[Excerpts from a point labeling dataset]
--- begin ---
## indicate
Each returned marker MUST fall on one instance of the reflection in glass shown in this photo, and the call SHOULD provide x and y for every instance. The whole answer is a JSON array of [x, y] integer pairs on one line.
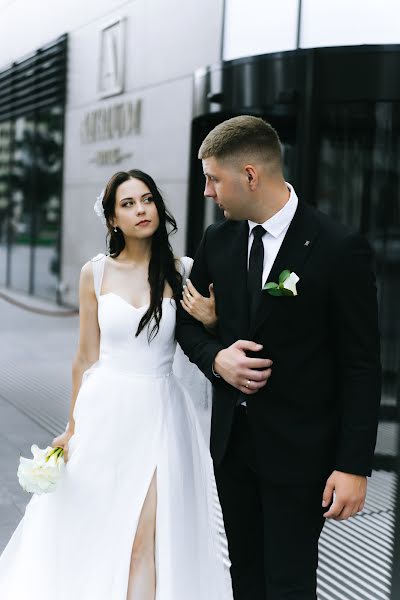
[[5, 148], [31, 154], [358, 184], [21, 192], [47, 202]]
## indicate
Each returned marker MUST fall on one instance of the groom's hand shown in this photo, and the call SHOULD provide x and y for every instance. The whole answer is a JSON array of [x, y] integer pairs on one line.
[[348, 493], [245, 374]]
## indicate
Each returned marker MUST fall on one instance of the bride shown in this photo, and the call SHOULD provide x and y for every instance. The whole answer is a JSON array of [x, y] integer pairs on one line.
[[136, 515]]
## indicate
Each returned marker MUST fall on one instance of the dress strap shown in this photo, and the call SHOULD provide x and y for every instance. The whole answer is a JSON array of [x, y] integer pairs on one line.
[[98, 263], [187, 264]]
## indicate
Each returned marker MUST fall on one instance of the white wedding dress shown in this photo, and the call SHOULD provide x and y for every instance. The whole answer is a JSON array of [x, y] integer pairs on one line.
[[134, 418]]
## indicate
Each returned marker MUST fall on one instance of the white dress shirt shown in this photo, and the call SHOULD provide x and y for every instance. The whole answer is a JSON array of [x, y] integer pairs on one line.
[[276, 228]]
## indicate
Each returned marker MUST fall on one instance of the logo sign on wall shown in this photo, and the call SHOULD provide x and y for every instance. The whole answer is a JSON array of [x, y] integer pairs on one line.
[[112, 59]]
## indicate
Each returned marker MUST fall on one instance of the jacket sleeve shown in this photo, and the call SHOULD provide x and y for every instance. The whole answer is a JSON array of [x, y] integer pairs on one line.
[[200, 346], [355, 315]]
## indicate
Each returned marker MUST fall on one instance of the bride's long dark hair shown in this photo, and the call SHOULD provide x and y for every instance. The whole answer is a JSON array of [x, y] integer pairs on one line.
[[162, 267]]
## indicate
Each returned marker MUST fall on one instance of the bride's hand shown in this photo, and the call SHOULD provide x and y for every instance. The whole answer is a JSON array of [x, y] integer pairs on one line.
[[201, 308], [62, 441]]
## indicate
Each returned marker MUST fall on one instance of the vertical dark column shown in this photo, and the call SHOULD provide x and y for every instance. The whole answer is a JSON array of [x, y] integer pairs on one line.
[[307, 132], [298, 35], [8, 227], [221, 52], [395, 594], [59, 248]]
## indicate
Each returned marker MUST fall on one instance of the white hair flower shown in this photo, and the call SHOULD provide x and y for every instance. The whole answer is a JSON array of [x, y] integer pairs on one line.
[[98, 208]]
--- end ---
--- begin ---
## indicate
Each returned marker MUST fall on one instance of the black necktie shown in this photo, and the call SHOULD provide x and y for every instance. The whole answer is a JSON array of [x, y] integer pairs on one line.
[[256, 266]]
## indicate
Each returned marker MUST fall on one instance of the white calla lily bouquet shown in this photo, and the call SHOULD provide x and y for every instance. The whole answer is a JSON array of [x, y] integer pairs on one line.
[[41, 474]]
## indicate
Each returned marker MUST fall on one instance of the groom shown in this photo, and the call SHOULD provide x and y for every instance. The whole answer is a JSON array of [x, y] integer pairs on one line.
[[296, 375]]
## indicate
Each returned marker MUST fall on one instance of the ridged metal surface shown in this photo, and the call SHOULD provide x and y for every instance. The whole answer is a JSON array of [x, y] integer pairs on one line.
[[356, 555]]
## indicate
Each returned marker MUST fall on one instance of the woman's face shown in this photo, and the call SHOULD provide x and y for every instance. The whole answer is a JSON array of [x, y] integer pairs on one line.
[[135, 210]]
--- end ---
Show every line of the material above that contains the string "surface", treating uppercase and lowercase as distinct.

* _THE ANSWER_:
Each returned marker MUST fall on one instance of the ridged metal surface shown in this photo, and the call SHOULD provide x and y for every instance. The whole answer is a JSON array of [x, y] integer pairs on one line.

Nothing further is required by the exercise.